— Start Source excerpt —
The developing countries in the tropics have, in general, little land for ruminant production per se, as crop production for human consumption is given the first priority. It is inconceivable that large tracts of land could be set aside for tree pastures where the trees exclude other forms of biomass. There are however, niches where this might be tolerated but it would be on either the farms of the rich (often absentee landlords), in the countries with low population densities, or where the fodder tree has multiple rôles which make it economic to produce. Australian farmers and farmers from a few other countries have some wide experience with using Leucaena as a component of pasture and also as the main harvestable biomass. Where such pasture have been established there seems to be real potential to grow cattle at around 200 kg/hd/year (about 700 g/head/day) with free access to Leucaena (Quirk et al. 1990). This is typical of, say, growth rates of cattle on good quality rye grass pastures under New Zealand farming conditions and/or irrigated pastures in Australia.
— End Source excerpt —
● **Requirements**:
1. In the passage on Leucaena pastures, what yearly growth rate per head can cattle reach when given free access to Leucaena?
2. Extend the passage on Leucaena pastures with a few sentences that pick up right after its final sentence.
The entries that come next are separate material, unrelated to the passage on Leucaena pastures.
— Start Material shown —
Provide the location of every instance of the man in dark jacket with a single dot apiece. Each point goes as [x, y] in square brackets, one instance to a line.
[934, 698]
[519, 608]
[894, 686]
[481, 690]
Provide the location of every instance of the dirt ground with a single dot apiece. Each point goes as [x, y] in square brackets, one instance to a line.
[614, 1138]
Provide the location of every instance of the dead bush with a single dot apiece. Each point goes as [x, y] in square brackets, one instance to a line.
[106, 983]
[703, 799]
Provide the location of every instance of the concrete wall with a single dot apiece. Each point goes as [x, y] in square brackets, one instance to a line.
— End Material shown —
● **Task-by-task answers**:
1. Around 200 kg per head per year, about 700 g per head per day.

2.
|Supplement||Oaten chaff Intake (gDM/d)||LWG (g/d)||FCR (g/d)||Wool growth(g/d)|
|220 g lucerne||693||50||20||9|
|220 g treated lucerne||795||69||16||11|
In Central America, trials with foliage from the fertilized mulberry as a feed for goats and a supplement for dairy cows have been very impressive, with growth and milk yields at high levels and cows achieving up to 18 litres of milk/day on forage supplemented with fresh mulberry foliage. However, under these circumstances mulberry must be cut and carried and fertilizer requirements are high (200 kg N/ha/yr) but this can be supplied as manure or green mulches (Benevides, 1994). To place this in perspective, the production rate on high intakes of tree foliages such as Leucaena and mulberry are only as good as those of cattle on straws treated with ammonia to increase digestibility and supplemented with 1–1.5 kg/d of cottonseed meal.
A recent major development with Leucaena shows great promise both for biomass production and for industrial processing of Leucaena leaf meal (Funes et al. 1996).
The development uses high density seeding rates (20 kg/ha) of Leucaena planted in a well prepared seed bed in rows at 0.50 metres apart. The seed is first heat treated and inoculated with a specific rhizobium.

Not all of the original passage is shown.